What to do -> Of the lines below, reproduce exactly those from the line containing "Query: night sky" to the end, including both the first and the last.

Data records ->
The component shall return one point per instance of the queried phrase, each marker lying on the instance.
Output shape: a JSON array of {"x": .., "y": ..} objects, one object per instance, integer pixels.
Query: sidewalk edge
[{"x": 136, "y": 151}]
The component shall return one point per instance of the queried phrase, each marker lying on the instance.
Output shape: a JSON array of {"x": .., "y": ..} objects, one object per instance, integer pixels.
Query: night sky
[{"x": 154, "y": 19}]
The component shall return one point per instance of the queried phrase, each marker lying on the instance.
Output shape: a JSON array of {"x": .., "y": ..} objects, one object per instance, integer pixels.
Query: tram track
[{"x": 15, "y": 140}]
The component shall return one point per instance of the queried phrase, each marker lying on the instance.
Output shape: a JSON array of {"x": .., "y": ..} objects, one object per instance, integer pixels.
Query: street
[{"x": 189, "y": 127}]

Task result ->
Query: night sky
[{"x": 154, "y": 19}]
The component shall return one point per instance of the queried phrase, each marker lying on the instance.
Output shape: a JSON array of {"x": .., "y": ..} objects, one object per instance, integer pixels.
Query: tram track
[{"x": 15, "y": 140}]
The component shall return one point per instance of the queried phrase, each marker lying on the instance.
Output shape: a JSON array of {"x": .., "y": ..} objects, one object per instance, integer pixels.
Query: street
[{"x": 189, "y": 127}]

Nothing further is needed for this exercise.